→ WHAT TO WORK ON
Please continue the essay "Helter Skelter Genes," starting right after its quoted Thoreau passage about the red squirrel approaching the corn.

*** DOCUMENT SECTION ***

Saturday, January 7, 2017

Helter Skelter Genes

We see the world from the perspective of our individuality.  We celebrate the years of our life, and mark the presence of a person from their birth to their death.  But we're each just a bubble that rises out of the vast pool of life, organizing matter into our individual form for a few years before giving way to time.  We are each a living thing, and we share certain qualities with other living things.  The mechanisms of our existence, the genetic material and biochemical processes that construct and sustain us, are common to almost all life.  Every individual life ends, but life continues.

We value ourselves so highly.  Would each of us not like to think that we had the ideal genes - the best genes to thrive in our environment?  And yet, the way life works, even the most perfectly adapted individual will die, and if they procreate, their genes will be diluted by half, perhaps for the better, but more likely for the worse.  Why does the sexual strategy rip apart even a successful combination of genes and roll the dice for the next generation?

I was reminded of Thoreau writing in Walden, about his observation of a red squirrel in winter, approaching a feast of corn ears Thoreau had laid out.  In the snowy carpet of winter, the dark-coated squirrel is much easier to see than in other seasons.  He wrote:

"One would approach, at first warily, through the shrub oaks, running over the snow crust by fits and starts like a leaf blown by the wind, now a few paces this way, with wonderful speed and waste of energy, making inconceivable haste with his 'trotters," as if it were for a wager, and now as many paces that way, but never getting on more than half a rod at a time; and then suddenly pausing with a ludicrous expression and a gratuitous somerset, as if all the eyes in the universe were fixed on him..."

*** End of DOCUMENT SECTION ***
*** LISTED ENTRIES ***

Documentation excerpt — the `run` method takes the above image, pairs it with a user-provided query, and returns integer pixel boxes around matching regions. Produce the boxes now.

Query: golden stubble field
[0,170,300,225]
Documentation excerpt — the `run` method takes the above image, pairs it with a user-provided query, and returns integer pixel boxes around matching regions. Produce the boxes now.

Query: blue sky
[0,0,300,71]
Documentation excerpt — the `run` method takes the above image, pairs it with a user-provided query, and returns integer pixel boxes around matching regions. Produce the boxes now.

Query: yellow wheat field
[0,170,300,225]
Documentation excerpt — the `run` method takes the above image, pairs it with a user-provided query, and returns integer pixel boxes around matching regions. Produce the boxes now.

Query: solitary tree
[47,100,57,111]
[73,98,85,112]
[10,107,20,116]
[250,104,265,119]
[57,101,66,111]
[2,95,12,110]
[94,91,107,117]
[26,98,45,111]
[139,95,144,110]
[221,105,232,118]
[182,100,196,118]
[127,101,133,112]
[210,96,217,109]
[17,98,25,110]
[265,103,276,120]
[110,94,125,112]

*** End of LISTED ENTRIES ***

→ EXERCISE RESPONSE
And perhaps they are - the eyes of the hawk, the owl, the fox.  The strategy of rapid, helter-skelter  movements is programmed into the squirrel's being, the unpredictability making survival a bit more likely.

Our genes are a program to create an individual being, one of whose functions is to pass the genes on to the next generation of life.  It is key that the individual be successful at procreating, but the sexual strategy hedges its bets.  Like the squirrel darting either left or right, our strategy sends a random half of our genes forward into the next round.  Even the genes of the most perfect individual are, heading to the next generation, divided, shuffled, and combined with the equal contribution of the mate.  A darting, helter-skelter strategy to create a new individual, perhaps with a fortuitous genetic makeup that proves fit for the environment of its life.